[EXERCISE] Copy out all of the material below word for word, with no changes.

[TASK MATERIAL]
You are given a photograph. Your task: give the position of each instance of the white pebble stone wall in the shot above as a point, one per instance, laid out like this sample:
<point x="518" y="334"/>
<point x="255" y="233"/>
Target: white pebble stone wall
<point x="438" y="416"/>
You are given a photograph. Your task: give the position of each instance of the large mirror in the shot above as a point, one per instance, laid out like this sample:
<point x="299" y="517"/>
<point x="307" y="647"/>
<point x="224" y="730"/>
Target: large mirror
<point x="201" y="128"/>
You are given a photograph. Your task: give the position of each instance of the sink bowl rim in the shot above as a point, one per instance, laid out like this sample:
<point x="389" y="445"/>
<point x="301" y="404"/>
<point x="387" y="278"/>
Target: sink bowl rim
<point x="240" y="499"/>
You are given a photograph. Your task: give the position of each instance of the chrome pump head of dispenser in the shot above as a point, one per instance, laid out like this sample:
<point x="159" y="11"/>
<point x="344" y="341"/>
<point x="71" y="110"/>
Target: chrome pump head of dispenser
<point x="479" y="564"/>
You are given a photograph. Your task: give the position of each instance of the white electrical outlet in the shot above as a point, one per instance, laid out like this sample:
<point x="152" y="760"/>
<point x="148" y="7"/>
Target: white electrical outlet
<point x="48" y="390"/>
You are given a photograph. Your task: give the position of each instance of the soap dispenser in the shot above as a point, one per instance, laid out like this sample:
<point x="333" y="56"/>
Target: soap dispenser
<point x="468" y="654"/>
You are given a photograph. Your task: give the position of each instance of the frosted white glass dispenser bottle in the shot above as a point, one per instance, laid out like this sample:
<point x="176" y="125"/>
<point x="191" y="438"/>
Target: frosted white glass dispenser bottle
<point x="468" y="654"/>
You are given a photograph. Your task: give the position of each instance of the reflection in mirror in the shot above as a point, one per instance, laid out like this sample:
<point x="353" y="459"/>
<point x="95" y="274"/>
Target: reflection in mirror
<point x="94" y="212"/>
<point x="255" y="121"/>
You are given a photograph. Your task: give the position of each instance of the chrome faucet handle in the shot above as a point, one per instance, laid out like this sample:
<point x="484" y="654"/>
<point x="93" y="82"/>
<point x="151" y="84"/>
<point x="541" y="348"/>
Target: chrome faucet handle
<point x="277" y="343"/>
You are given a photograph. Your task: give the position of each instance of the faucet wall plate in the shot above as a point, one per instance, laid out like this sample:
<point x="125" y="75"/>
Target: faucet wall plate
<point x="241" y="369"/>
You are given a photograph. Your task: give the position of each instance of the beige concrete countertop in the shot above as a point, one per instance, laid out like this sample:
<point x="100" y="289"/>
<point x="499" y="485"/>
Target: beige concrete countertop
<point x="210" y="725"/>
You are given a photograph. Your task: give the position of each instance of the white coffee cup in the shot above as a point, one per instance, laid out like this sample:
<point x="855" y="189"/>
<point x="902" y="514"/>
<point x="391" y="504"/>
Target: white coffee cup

[TASK ANSWER]
You are given a photograph. Your task: give the position of each instance of the white pebble stone wall in the shot above as a point, one per instance, laid out like this sample:
<point x="518" y="334"/>
<point x="255" y="233"/>
Target: white pebble stone wall
<point x="438" y="416"/>
You are given a photograph. Your task: give the position of each instance of the large mirror in the shot above as a point, one per instance, laid out like this sample:
<point x="299" y="517"/>
<point x="307" y="647"/>
<point x="224" y="730"/>
Target: large mirror
<point x="201" y="128"/>
You are given a photograph. Your task: give the position of each instance of the sink bowl rim in the shot above as a point, one per instance, laid out like this sample:
<point x="389" y="445"/>
<point x="301" y="404"/>
<point x="387" y="278"/>
Target: sink bowl rim
<point x="240" y="499"/>
You are given a photograph. Your task: give the position of each instance of the chrome pump head of dispenser in the shot above as a point, one per instance, laid out like this sample:
<point x="159" y="11"/>
<point x="344" y="341"/>
<point x="71" y="110"/>
Target: chrome pump head of dispenser
<point x="479" y="564"/>
You are given a photograph. Your task: give the position of each instance of the white electrical outlet in the shot above as a point, one per instance, laid out like this sample:
<point x="152" y="760"/>
<point x="148" y="7"/>
Target: white electrical outlet
<point x="48" y="390"/>
You are given a photograph. Your task: give the position of each instance of the soap dispenser in the shot above as a point, one per instance, laid out like this sample:
<point x="333" y="56"/>
Target: soap dispenser
<point x="468" y="654"/>
You are given a photograph. Your task: give the position of each instance of the frosted white glass dispenser bottle in the shot above as a point, one per instance, laid out like this sample:
<point x="176" y="125"/>
<point x="191" y="438"/>
Target: frosted white glass dispenser bottle
<point x="468" y="654"/>
You are given a photograph. Your task: give the position of each instance of the reflection in mirror in the shot above as a point, one per instance, laid out like this sample:
<point x="353" y="459"/>
<point x="95" y="274"/>
Target: reflection in mirror
<point x="94" y="212"/>
<point x="255" y="121"/>
You are given a photograph. Your task: give the position of each instance of the chrome faucet handle in the shot above as a point, one per instance, laid out like this sample:
<point x="484" y="654"/>
<point x="93" y="82"/>
<point x="151" y="84"/>
<point x="541" y="348"/>
Target: chrome faucet handle
<point x="277" y="343"/>
You are given a photograph. Your task: give the position of each instance of the faucet wall plate in the shot above as a point, one per instance, laid out like this sample:
<point x="125" y="75"/>
Target: faucet wall plate
<point x="241" y="369"/>
You are given a photograph. Your task: give the position of each instance of the beige concrete countertop in the shot above as a point, one per instance, laid out like this sample:
<point x="100" y="289"/>
<point x="499" y="485"/>
Target: beige concrete countertop
<point x="210" y="725"/>
You are given a photograph. Your task: give the position of each instance of the white coffee cup in the shot above as a point, one per instance, laid out like this sample:
<point x="855" y="189"/>
<point x="902" y="514"/>
<point x="391" y="504"/>
Target: white coffee cup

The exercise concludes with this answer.